[Aufgabe A]: Geben Sie sämtliche Zeilen aus Block 1 als nummerierte Liste wieder und lassen Sie dabei Leerzeilen weg. Die Bilder sind in der Antwort nicht aufzuführen.

[Textauszug]:
Andrea Berg (50) gehört zu den erfolgreichsten Musikerinnen im deutschsprachigen Raum. Millionen Tonträger hat die in Krefeld geborene Schlagersängerin in ihrer mehr als 20 Jahre währenden Karriere verkauft. "Seelenbeben" heißt nun ihr neues Werk, mit dem sie da anknüpfen will, wo sie vor gut zwei Jahren mit "Atlantis" aufgehört hat. Im Interview erzählt sie von zweideutigen Texten, dem Familienbetrieb und ihrem Produzenten Dieter Bohlen.

Frau Berg, was war Ihnen wichtig für das neue Album "Seelenbeben"?
ANDREA BERG: Die Songs sind tanzbarer als je zuvor, aber sie haben auch mehr Tiefe und versteckte Dinge, in die man eintauchen kann. Es sind viele Mutmacher-Songs auf der Platte. Ich glaube, das brauchen wir heute mehr denn je, weil je unsicherer unsere Umwelt wird, je unsicherer wir selbst sind, umso mehr muss sich die Seele auch mal ausruhen können.

Ihr Single "Diese Nacht ist jede Sünde wert" ist sehr direkt in der Ansprache.
ANDREA BERG: Ja, manche fragen sich: "Was macht die Berg denn da jetzt für ein Anmach-Song?" Dann sage ich: "Warum nicht?" Manch jemand wird dabei vielleicht an einen Flirt am Ballermann denken. Man kann das Lied aber auch ganz anders hören, nämlich so, wie ich es geschrieben habe: Die Nacht steht als Metapher für das Leben und dass man sich im Leben etwas trauen sollte. Wenn ich mich immer einfangen, zähmen und reglementieren lasse, dann bin ich nicht lebendig - und das wäre das Schlimmste für mich. Deswegen der Songtitel mit all der Provokation, die da drinnen steckt.

Haben sich Ihre Texte generell verändert?
ANDREA BERG: Ich glaube schon. Das hat auch etwas mit einem Reifeprozess zu tun. Früher hieß es "Du hast mich tausendmal belogen", heute bin ich in Sachen Trennungssong einen Schritt weiter. Wir Frauen brauchen nicht mehr zu betteln und zu sagen: "Bitte, bitte, du hast mich zwar tausendmal belogen, du hast mich verarscht nach Strich und Faden, aber bitte hör' nicht auf mich zu lieben!" Da müssen wir schon ein bisschen drüber stehen, finde ich. So nach dem Motto: "Weißt du was, du Armleuchter? Du hast mich gar nicht verdient!" Deshalb singe ich auf diesem Album "Ich werde lächeln, wenn du gehst".

Haben Sie sich mehr getraut?
ANDREA BERG: Zeilen wie "Es gibt für uns kein Happy End, weil meine große Liebe mit 'ner anderen pennt" hätte ich mich vor ein paar Jahren noch nicht getraut zu schreiben. Ich muss heute niemandem mehr etwas beweisen. Ich schreibe die Dinge, wie ich sie fühle. Und ich spüre eine Energiepotenzierung bei den Menschen, die mir bestätigen: "Ja, genau so ist es."

Muss der Schlager frecher werden?

[Bereitgestellte Zeilen]:
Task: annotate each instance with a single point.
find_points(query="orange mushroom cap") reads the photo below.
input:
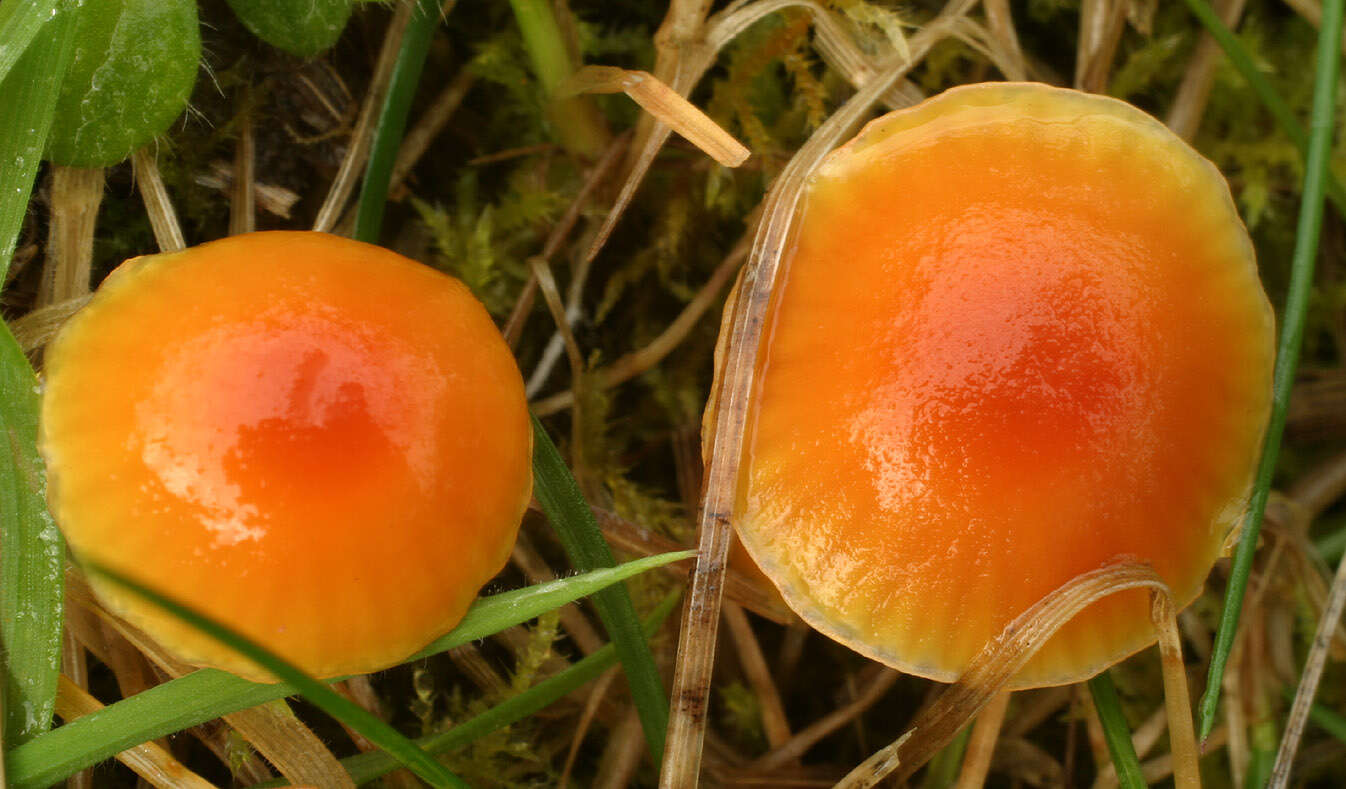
(314, 440)
(1019, 335)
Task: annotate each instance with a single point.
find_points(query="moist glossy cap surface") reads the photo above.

[Aufgabe B]: Führen Sie das Interview mit Andrea Berg im Anschluss an die zuletzt gestellte Frage weiter.

[Antwort A]:
1. Task: annotate each instance with a single point.
2. find_points(query="orange mushroom cap") reads the photo below.
3. input:
4. (314, 440)
5. (1019, 335)
6. Task: annotate each instance with a single point.
7. find_points(query="moist glossy cap surface") reads the photo above.

[Antwort B]:
ANDREA BERG: Ich finde, er sollte vor allem wegkommen von diesen Schön-Wetter-Schlagern, die sich ständig nur an der Oberfläche bewegen. Deshalb schreibe ich seit vielen Jahren meine Texte selber. Vor 20 Jahren hat mir jemand tatsächlich mal einen Text vorgelegt, der da hieß: "Noch ein Kuss, dann ist Schluss, dann kommt der Bus..." Es ist furchtbar, wenn etwas so banal ist.

Sie haben für die Platte mit DJ Bobo und Dieter Bohlen zusammengearbeitet. Waren die beiden mit Ihnen auch mal zur gleichen Zeit im Studio?
ANDREA BERG: Auf gar keinen Fall - das würde nicht gut gehen! Aber sie waren bei meiner Bergfest-Party. Die haben wir bei uns im Dorf gemacht, mit Brezeln, Würschteln und Bier, alle in Dirndl und Lederhose, selbst Herr Bohlen hatte eine Lederhose an! Er saß auf der einen Seite neben mir, Bobo auf der anderen. Ich saß also dazwischen. (lacht) Der Bohlen stellt ja gerne seinen Kamm auf. So ist er aber, das macht ihn auch liebenswert. Bobo ist da noch entspannter. Ich arbeite jetzt seit vielen, vielen Jahren mit beiden, und das funktioniert super! Vielleicht beflügelt sich das auch gegenseitig.

Ihre neue Platte veröffentlichen Sie auf Ihrem eigenen Label Bergrecords. Wollen Sie noch mehr die Fäden in der Hand halten als bisher?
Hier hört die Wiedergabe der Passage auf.